→ **Requirement**:
Reproduce the rows below, requests included, from the line that contains "Accessibility service: describe the position of weed" through the line that contains "232,88,236,137", and nothing else. Rescale each bounding-box coordinate in the answers by 1.85 and round to whole numbers, with halves rounding up; leave the numbers in the requests and their format samples unchanged.

— START —

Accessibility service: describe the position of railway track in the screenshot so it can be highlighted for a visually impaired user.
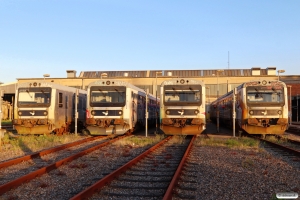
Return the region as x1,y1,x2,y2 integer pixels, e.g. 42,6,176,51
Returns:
260,138,300,168
0,136,128,198
71,136,195,200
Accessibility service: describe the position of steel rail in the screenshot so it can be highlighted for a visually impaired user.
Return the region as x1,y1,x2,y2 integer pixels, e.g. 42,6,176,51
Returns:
70,136,172,200
163,135,196,200
260,138,300,156
0,136,103,169
0,135,129,195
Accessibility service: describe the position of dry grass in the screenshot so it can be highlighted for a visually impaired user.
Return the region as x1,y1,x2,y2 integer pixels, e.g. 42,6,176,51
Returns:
195,137,259,149
0,134,83,153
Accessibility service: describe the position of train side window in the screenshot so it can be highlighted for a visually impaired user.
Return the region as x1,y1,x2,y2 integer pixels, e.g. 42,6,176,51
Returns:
58,93,63,108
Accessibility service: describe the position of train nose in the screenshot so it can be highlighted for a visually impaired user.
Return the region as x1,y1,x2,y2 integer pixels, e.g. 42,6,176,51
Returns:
261,120,270,127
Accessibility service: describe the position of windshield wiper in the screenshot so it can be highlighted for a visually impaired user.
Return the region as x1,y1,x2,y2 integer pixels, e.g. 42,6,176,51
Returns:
41,90,49,98
115,88,125,100
26,90,32,98
98,89,106,97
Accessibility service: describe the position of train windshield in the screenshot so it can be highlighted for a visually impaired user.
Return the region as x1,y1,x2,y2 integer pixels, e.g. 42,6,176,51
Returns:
90,86,126,107
18,87,51,107
247,85,284,106
164,85,202,106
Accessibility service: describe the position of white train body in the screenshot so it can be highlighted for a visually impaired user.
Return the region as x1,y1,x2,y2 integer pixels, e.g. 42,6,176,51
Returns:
86,79,159,135
210,80,288,134
160,78,206,135
13,81,87,134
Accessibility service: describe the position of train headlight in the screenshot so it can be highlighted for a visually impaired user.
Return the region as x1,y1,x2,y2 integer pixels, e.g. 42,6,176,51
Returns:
262,80,267,85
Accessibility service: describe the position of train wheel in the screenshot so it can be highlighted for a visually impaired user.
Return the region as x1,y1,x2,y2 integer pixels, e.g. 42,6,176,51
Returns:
81,129,90,136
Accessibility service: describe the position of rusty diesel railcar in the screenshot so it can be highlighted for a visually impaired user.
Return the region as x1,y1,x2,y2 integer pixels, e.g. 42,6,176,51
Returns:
160,78,206,135
210,80,288,135
85,79,159,135
13,81,87,134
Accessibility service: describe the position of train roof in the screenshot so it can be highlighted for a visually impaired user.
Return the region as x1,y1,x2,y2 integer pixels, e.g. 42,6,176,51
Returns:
17,81,87,94
88,79,159,101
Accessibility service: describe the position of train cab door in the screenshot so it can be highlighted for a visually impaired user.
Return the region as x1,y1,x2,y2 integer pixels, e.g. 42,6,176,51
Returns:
65,95,69,124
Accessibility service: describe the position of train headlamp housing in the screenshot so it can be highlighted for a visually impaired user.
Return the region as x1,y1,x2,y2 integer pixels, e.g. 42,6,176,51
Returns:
262,80,267,85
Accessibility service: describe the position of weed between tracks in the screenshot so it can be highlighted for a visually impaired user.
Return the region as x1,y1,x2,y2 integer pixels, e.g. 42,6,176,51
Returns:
195,137,259,149
0,134,83,153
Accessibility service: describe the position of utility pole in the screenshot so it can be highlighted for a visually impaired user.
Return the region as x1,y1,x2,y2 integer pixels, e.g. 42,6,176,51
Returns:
75,89,79,135
145,88,149,137
232,88,236,137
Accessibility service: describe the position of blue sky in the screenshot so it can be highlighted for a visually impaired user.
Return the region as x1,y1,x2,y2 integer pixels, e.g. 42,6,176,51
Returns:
0,0,300,83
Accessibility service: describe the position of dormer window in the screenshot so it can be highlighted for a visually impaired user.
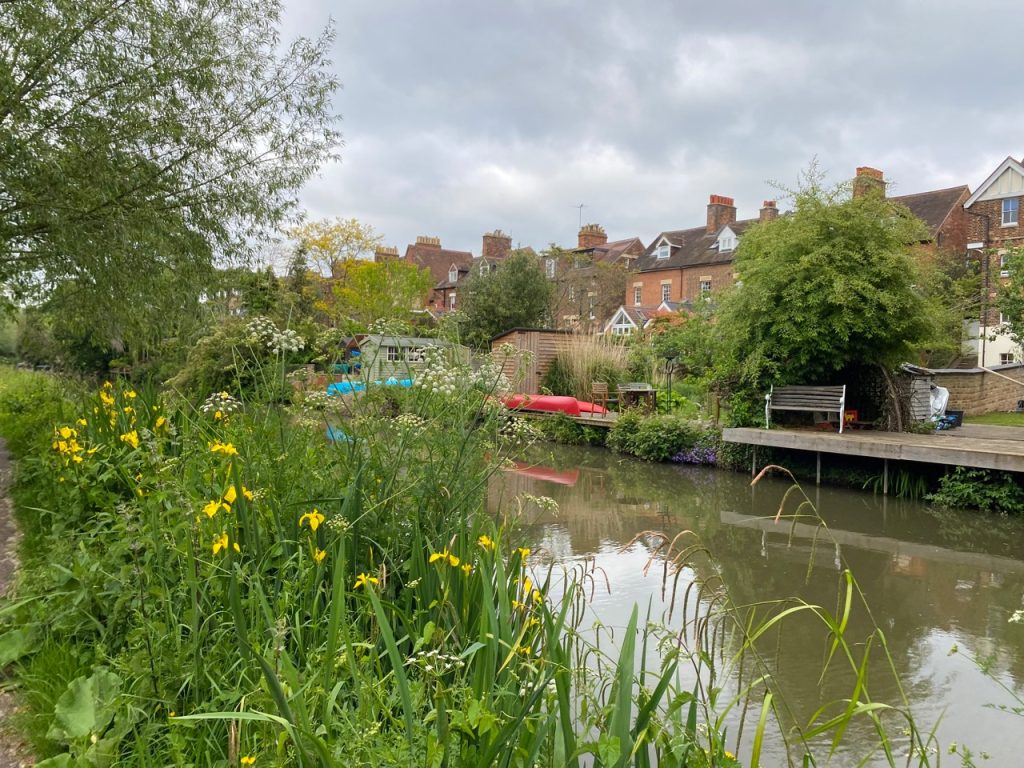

— END —

→ **Solution to this problem**:
Accessibility service: describe the position of weed between tracks in the screenshot so it can be highlighted for a visually impaired user.
Return the region as x1,y1,x2,y2 integer pixels, e.g. 42,6,176,51
Returns:
361,253,479,276
0,248,154,283
Accessibility service: describe the position of utility pole in the screenshot so it can be highlighted for a visually impaired user.
Return the region as x1,y1,x2,y2 integer pixels, e.g. 42,6,176,51
Returns:
139,165,146,250
268,163,276,253
429,163,437,253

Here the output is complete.